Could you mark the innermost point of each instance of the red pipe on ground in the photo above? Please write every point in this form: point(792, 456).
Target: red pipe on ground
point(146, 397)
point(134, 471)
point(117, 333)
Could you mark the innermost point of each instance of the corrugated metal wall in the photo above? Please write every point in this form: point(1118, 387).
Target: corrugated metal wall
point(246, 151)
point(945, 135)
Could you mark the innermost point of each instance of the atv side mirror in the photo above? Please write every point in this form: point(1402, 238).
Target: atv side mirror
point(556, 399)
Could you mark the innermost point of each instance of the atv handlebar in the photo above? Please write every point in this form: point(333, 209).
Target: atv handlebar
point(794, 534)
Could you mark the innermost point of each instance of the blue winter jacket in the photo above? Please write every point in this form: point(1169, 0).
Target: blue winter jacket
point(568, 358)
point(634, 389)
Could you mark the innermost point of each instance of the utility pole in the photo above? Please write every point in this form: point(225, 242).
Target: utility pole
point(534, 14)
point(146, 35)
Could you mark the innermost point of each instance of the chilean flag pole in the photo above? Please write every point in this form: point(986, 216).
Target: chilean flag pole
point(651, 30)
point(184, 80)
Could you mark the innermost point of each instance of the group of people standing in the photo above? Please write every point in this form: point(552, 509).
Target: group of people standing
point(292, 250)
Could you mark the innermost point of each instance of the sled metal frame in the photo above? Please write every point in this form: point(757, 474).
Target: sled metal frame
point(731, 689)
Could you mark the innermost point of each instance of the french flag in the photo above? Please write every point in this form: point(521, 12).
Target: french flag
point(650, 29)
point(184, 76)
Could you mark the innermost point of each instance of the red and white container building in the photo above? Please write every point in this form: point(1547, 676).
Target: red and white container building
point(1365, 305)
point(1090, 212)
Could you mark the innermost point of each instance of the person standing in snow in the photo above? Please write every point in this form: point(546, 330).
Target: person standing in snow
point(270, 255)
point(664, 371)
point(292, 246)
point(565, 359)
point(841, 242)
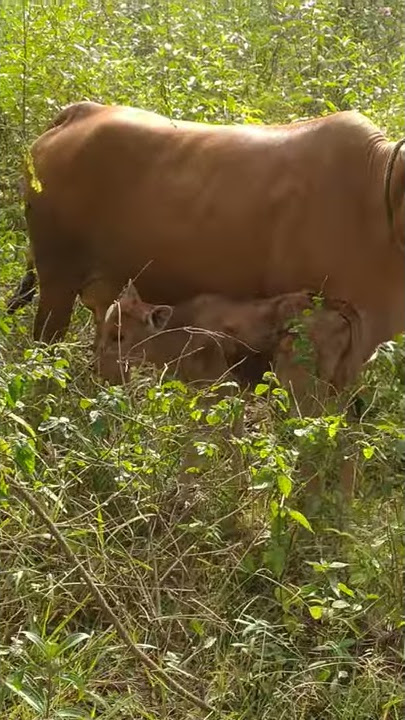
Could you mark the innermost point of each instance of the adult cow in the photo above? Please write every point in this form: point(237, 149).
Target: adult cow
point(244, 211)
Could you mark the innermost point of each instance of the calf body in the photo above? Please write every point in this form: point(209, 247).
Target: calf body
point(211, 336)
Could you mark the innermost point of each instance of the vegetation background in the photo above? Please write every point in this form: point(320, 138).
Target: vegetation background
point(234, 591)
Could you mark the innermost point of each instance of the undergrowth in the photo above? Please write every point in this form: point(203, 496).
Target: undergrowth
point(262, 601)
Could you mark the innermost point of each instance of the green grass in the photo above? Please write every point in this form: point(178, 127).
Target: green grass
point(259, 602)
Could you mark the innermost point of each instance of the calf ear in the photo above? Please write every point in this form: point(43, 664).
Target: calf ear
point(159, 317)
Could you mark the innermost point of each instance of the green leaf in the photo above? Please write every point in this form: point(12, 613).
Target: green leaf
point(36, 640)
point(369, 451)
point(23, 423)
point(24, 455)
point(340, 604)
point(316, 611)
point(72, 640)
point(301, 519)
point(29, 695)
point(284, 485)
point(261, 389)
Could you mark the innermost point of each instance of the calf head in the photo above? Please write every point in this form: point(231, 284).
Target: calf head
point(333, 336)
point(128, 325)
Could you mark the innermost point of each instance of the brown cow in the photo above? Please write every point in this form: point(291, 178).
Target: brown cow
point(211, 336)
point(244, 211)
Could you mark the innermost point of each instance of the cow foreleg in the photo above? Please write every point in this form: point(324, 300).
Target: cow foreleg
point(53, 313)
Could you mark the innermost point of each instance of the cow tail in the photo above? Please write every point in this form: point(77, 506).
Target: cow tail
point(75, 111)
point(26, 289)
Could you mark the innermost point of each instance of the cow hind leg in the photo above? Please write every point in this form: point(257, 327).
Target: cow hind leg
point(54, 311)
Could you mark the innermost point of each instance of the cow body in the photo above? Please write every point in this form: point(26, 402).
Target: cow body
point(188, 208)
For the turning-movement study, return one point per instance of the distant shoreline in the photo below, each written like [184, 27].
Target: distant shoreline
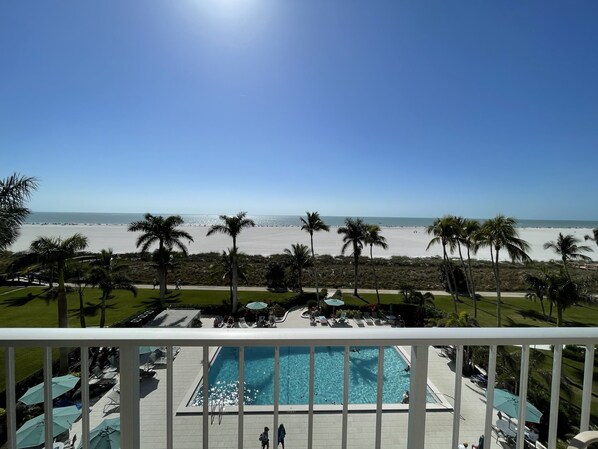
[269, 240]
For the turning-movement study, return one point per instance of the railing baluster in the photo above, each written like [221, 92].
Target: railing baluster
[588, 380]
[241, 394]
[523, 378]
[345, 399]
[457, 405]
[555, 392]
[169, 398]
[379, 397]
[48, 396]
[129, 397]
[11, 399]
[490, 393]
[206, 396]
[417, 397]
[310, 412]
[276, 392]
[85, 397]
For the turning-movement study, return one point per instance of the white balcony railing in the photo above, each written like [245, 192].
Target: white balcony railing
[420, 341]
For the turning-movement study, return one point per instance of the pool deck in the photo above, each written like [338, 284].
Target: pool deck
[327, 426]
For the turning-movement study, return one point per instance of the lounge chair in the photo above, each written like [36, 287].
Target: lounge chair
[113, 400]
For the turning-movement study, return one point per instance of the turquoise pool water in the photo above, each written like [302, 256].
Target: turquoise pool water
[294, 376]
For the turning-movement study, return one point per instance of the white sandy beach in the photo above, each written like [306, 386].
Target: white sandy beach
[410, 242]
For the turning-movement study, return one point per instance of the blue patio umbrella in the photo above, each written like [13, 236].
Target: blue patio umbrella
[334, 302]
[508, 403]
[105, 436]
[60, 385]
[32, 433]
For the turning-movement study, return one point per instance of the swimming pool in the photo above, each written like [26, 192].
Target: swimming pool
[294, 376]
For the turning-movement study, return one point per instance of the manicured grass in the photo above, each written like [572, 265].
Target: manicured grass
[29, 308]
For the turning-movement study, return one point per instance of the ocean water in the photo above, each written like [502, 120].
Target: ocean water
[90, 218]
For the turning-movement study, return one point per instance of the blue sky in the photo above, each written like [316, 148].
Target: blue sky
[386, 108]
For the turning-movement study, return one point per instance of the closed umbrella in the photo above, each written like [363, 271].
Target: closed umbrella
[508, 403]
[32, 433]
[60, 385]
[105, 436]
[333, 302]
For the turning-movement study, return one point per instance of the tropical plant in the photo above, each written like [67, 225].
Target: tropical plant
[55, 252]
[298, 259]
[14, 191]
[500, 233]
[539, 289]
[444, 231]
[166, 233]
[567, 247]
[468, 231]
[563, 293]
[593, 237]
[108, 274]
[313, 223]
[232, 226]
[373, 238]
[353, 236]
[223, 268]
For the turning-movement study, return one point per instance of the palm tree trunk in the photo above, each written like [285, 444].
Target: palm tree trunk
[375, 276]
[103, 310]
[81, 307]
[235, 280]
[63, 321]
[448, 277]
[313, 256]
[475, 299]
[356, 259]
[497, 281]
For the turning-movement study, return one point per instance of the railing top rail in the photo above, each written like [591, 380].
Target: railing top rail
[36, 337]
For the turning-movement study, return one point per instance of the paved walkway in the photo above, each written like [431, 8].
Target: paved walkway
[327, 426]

════════════════════

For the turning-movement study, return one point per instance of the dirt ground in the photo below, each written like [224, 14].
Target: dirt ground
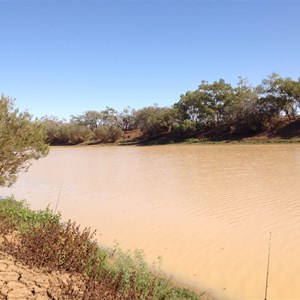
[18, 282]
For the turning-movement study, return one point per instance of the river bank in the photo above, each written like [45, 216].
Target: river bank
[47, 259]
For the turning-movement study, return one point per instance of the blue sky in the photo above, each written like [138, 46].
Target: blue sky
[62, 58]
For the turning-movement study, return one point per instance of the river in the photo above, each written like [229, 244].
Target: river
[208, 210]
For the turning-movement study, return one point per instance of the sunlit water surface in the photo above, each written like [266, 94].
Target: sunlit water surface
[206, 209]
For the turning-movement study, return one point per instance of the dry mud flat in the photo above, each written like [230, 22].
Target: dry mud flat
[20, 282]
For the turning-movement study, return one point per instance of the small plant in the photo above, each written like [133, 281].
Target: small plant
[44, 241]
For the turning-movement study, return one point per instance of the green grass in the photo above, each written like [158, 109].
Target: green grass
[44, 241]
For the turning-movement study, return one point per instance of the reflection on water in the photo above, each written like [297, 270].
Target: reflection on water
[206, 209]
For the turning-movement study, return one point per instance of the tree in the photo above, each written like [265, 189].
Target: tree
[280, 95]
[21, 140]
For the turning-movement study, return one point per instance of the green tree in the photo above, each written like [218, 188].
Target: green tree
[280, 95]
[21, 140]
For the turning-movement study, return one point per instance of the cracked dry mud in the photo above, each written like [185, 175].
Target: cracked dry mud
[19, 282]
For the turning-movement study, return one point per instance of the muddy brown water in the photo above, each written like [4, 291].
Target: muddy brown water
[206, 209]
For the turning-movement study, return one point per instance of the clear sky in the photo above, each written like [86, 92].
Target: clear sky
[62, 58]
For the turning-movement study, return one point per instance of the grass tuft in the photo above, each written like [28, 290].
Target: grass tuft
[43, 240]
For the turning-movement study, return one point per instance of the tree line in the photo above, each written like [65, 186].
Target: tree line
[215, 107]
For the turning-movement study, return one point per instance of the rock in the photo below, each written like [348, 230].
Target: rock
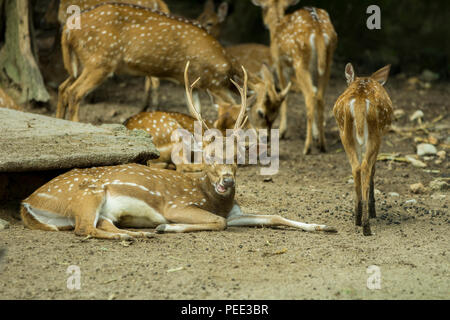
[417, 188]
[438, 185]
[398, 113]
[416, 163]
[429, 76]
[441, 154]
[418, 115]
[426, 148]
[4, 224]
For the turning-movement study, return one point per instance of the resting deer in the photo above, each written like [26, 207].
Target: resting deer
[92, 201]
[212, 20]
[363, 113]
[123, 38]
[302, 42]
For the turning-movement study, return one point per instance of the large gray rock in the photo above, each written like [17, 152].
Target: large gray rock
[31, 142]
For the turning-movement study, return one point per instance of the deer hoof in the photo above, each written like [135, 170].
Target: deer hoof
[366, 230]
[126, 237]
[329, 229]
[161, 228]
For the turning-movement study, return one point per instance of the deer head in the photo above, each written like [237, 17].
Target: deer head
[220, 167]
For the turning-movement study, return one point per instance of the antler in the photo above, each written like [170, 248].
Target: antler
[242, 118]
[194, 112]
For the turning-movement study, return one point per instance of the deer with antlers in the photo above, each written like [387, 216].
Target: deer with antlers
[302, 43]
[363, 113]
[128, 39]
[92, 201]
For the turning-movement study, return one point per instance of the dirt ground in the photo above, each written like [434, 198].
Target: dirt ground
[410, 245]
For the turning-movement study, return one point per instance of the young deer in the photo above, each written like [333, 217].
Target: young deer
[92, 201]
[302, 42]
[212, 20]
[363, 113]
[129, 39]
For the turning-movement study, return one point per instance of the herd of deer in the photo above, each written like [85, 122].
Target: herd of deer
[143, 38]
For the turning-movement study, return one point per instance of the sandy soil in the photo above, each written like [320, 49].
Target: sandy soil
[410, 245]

════════════════════

Every line containing the word "below" should be copied from the material.

Written response -
For the turning-movement study, return one point per instance of the distant shoreline in the photo below, each written like [184, 27].
For the turning-movement study, return one point per instance of the dirt ground in the photo below, each written like [224, 14].
For the turning-movement study, return one point per instance of the rock in the photo below, each written like [348, 230].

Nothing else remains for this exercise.